As noted above, the method includes fixing 61 a first film assembly
5 onto the tool 20, as shown in FIG. 3.
[0033] In the embodiment illustrated in FIG. 4, at least one layer
L of shapeable material 40 is then automatically applied 62 to the
tool 20 using a machine. The machine preferably applies pressure to
each layer L or panel as it is positioned adjacent the previous
layer L, in order to substantially bond the layers together. In one
embodiment, about thirty layers L of carbon fiber are applied.
However, other types of shapeable material 40, and any suitable
number of layers L can be applied to form the construct 50 of
shapeable material 40. Preferably, each layer L of shapeable
material 40 has an epoxy resin on at least one surface of the
layer, the epoxy configured to substantially bond the layers
together.
[0034] As detailed in FIG. 4, once the last layer L of shapeable
material 40 has been applied, a second film assembly 5 is applied
63 to the last layer L so that the bottom surface 1b of its first
film 1 faces the construct 50 and its second film 2 faces away from
the construct 50. The first and second film assemblies 5 are then
sealed 64 along the sides of the construct 50. In a preferred
embodiment, the film assemblies 5 are sealed with tape. In other
embodiments, the film assemblies 5 can be sealed in other suitable
manners, such as with an adhesive. In one embodiment, the first
film 1 of at least one of the first and second film assemblies 5
has a mirror-printed image 7 on the bottom surface 1b thereof. In
another embodiment, the first film 1 on both of the first and
second film assemblies 5 has a mirror-printed image 7 on the bottom
surface 1b thereof.

● Exercise a
Could you reproduce everything in the passage on film assemblies from "[0033] In the" down to "fiber are applied."?

● Data lines
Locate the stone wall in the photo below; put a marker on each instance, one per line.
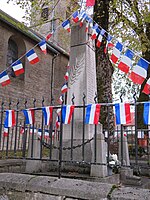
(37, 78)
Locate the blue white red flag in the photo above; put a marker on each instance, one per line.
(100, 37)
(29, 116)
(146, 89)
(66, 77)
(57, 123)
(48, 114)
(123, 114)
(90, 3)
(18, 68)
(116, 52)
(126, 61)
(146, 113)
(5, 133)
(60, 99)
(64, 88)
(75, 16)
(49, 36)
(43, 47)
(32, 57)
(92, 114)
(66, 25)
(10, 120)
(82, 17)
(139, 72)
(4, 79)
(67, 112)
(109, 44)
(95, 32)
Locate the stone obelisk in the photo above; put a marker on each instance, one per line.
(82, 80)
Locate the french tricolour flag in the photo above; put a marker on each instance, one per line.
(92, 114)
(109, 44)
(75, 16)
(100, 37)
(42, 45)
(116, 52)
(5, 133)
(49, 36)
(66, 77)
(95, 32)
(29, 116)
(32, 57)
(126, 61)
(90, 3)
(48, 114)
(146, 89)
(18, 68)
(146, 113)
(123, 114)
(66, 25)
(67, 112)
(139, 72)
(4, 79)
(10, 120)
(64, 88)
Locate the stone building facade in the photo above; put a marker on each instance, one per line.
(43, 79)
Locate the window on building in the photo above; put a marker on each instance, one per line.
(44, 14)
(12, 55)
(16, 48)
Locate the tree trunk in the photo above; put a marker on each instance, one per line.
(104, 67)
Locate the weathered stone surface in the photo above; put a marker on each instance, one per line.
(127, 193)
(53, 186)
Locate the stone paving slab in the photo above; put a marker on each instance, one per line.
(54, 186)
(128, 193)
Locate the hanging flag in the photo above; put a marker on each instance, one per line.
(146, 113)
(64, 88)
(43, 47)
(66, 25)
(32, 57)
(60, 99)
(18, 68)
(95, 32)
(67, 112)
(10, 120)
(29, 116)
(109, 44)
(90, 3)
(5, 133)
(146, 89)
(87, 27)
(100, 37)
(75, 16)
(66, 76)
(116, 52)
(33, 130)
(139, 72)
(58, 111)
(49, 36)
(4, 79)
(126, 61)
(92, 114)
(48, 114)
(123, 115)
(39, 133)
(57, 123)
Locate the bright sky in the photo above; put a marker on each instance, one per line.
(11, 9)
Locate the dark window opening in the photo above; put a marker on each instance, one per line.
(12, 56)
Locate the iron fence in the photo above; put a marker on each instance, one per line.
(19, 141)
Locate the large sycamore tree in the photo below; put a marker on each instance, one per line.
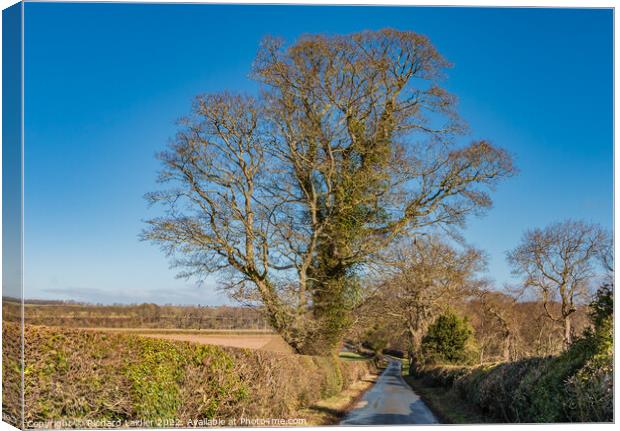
* * *
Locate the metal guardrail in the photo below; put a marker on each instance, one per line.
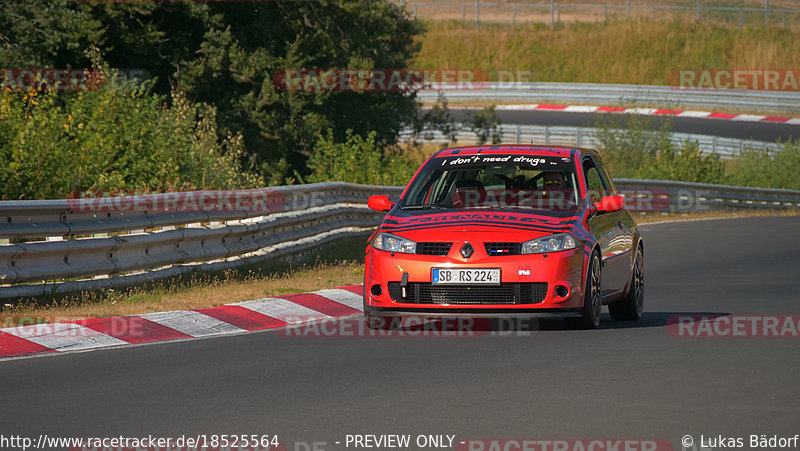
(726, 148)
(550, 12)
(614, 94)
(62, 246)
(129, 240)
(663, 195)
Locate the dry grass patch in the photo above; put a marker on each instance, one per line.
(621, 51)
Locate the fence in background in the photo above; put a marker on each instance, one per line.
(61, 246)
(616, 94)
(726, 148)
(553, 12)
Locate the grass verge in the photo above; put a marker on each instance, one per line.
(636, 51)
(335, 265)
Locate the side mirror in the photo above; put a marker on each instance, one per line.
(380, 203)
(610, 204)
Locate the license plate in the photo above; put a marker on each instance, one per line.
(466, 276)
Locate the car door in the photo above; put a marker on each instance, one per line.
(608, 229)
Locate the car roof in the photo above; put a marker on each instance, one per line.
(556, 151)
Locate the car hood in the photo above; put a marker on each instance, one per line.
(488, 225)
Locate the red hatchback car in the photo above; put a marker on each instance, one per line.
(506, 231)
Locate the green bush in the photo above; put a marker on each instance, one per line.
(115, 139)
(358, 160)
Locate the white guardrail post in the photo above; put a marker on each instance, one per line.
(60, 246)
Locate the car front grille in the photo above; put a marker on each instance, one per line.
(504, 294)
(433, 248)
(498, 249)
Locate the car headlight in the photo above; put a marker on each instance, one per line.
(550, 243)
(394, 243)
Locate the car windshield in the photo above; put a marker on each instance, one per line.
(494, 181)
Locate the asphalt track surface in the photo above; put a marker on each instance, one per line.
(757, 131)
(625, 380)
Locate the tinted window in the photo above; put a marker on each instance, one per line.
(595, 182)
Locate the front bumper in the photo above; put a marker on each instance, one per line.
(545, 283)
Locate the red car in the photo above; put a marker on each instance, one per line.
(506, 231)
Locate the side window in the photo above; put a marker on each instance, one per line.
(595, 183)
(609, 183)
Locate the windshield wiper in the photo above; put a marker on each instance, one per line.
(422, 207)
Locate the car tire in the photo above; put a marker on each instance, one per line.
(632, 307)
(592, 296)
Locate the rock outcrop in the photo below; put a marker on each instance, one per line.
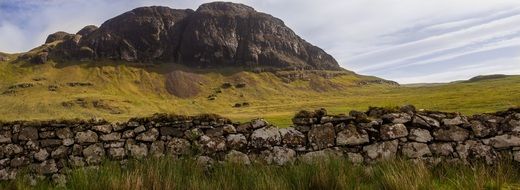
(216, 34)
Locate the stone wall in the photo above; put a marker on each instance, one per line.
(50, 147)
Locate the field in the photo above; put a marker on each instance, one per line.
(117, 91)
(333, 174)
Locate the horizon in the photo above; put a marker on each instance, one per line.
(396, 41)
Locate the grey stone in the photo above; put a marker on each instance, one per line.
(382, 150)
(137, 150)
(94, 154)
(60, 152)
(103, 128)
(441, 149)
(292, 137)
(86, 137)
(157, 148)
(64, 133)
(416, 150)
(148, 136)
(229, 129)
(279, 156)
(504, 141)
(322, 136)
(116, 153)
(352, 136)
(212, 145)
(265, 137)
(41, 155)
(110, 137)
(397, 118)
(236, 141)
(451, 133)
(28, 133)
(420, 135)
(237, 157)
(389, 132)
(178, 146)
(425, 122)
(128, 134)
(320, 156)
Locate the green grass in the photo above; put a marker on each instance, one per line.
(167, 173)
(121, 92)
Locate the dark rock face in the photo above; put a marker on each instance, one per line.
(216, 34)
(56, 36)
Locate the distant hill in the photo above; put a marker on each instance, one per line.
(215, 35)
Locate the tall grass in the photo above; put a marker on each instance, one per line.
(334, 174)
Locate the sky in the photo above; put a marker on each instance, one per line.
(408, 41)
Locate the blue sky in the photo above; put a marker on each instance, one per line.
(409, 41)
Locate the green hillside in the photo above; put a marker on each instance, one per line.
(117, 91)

● Exercise b
Would you write out, without changes, everything in the records from the line containing "Locate the hanging" down to the line containing "Locate the large", with both of those lines included?

● Complete response a
[0033] In the embodiment illustrated in FIG. 4, at least one layer
L of shapeable material 40 is then automatically applied 62 to the
tool 20 using a machine. The machine preferably applies pressure to
each layer L or panel as it is positioned adjacent the previous
layer L, in order to substantially bond the layers together. In one
embodiment, about thirty layers L of carbon fiber are applied.

● Complete response b
Locate the hanging flag in the photo above; put a marker on each instance, one per line.
(146, 113)
(64, 88)
(43, 47)
(66, 25)
(32, 57)
(60, 99)
(18, 68)
(95, 32)
(67, 112)
(10, 120)
(29, 116)
(109, 44)
(90, 3)
(5, 133)
(146, 89)
(87, 27)
(100, 37)
(75, 16)
(66, 76)
(116, 52)
(33, 130)
(139, 72)
(58, 111)
(49, 36)
(4, 79)
(126, 61)
(92, 114)
(48, 114)
(123, 115)
(39, 133)
(57, 123)
Locate the bright sky in the photo above; put a marker on each instance, one per line.
(11, 9)
Locate the dark window opening in the photo above; put a marker on each instance, one per line.
(12, 56)
Locate the iron fence in the photo above; put a marker on each instance, one per line.
(19, 141)
Locate the large sycamore tree in the photo below; put a marker on each instance, one per line.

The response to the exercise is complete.